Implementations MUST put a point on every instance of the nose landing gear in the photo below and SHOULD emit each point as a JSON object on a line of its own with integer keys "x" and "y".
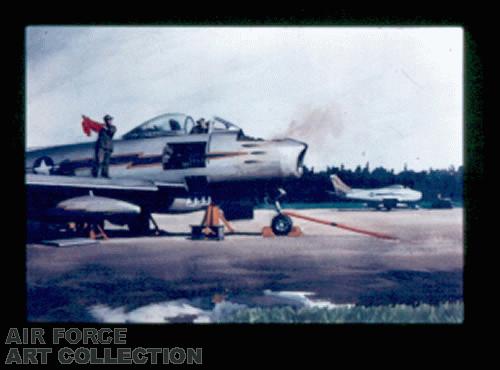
{"x": 281, "y": 224}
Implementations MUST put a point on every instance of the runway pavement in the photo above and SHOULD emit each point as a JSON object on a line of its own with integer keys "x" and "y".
{"x": 424, "y": 266}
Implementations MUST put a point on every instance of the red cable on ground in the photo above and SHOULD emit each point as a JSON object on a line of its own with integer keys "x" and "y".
{"x": 354, "y": 229}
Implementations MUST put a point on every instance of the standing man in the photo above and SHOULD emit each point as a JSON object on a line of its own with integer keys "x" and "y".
{"x": 104, "y": 148}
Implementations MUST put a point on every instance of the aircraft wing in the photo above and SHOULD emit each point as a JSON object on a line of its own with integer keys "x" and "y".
{"x": 92, "y": 183}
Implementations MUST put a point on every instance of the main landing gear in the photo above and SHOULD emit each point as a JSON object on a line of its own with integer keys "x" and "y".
{"x": 281, "y": 224}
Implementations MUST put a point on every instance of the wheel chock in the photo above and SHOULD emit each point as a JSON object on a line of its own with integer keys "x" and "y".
{"x": 267, "y": 232}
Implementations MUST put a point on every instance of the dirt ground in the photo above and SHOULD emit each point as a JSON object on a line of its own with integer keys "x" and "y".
{"x": 425, "y": 264}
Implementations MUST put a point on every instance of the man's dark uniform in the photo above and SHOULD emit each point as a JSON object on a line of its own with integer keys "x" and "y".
{"x": 104, "y": 148}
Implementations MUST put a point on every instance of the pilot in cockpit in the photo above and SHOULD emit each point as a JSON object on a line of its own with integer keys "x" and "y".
{"x": 201, "y": 127}
{"x": 174, "y": 125}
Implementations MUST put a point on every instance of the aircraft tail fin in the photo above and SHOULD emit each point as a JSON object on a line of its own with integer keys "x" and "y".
{"x": 339, "y": 186}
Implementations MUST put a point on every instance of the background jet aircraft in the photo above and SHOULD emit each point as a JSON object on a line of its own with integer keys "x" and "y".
{"x": 387, "y": 197}
{"x": 157, "y": 167}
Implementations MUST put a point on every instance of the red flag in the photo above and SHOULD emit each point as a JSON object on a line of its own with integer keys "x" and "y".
{"x": 88, "y": 125}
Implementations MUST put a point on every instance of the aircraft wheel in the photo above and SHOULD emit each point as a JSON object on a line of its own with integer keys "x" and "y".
{"x": 281, "y": 225}
{"x": 140, "y": 225}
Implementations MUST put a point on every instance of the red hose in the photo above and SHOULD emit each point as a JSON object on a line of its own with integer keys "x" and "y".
{"x": 350, "y": 228}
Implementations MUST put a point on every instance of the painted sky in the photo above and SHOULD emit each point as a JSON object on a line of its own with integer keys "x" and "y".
{"x": 385, "y": 95}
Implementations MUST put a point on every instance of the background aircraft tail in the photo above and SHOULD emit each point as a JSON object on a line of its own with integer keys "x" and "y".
{"x": 339, "y": 186}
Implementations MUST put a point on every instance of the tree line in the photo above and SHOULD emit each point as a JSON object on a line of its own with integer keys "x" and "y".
{"x": 317, "y": 187}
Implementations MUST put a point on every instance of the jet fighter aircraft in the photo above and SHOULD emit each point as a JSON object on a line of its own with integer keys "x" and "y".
{"x": 388, "y": 197}
{"x": 157, "y": 164}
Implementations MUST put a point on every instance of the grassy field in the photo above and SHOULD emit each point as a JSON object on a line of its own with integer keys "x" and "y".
{"x": 445, "y": 313}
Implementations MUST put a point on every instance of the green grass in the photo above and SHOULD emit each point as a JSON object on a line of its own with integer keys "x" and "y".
{"x": 452, "y": 313}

##########

Problem requirements:
Write out exactly the lines from the line holding "Implementations MUST put a point on every instance of the tree" through the last line of the data, and nothing besides those lines.

Your response:
Implementations MUST put a point on every instance of the tree line in the photo above and SHOULD emit each point as a JSON object on a line of its own with integer keys "x" and "y".
{"x": 317, "y": 187}
Implementations MUST put a point on every instance of the jet fighter aircraft in the photo above and SHOULD emit each point as a JSON object on a line of its own with integer keys "x" and "y".
{"x": 388, "y": 197}
{"x": 157, "y": 164}
Implementations MUST put a point on every instance of the grassy field in the photo above and SHOULD emit each point as a JSON object on a line of its own with integer keys "x" and "y".
{"x": 445, "y": 313}
Implementations MUST put a point on every instance of the green grass in the photo above and SHOULD emit each point as a JSON object on a line of its own with integer keys "x" and "y".
{"x": 452, "y": 313}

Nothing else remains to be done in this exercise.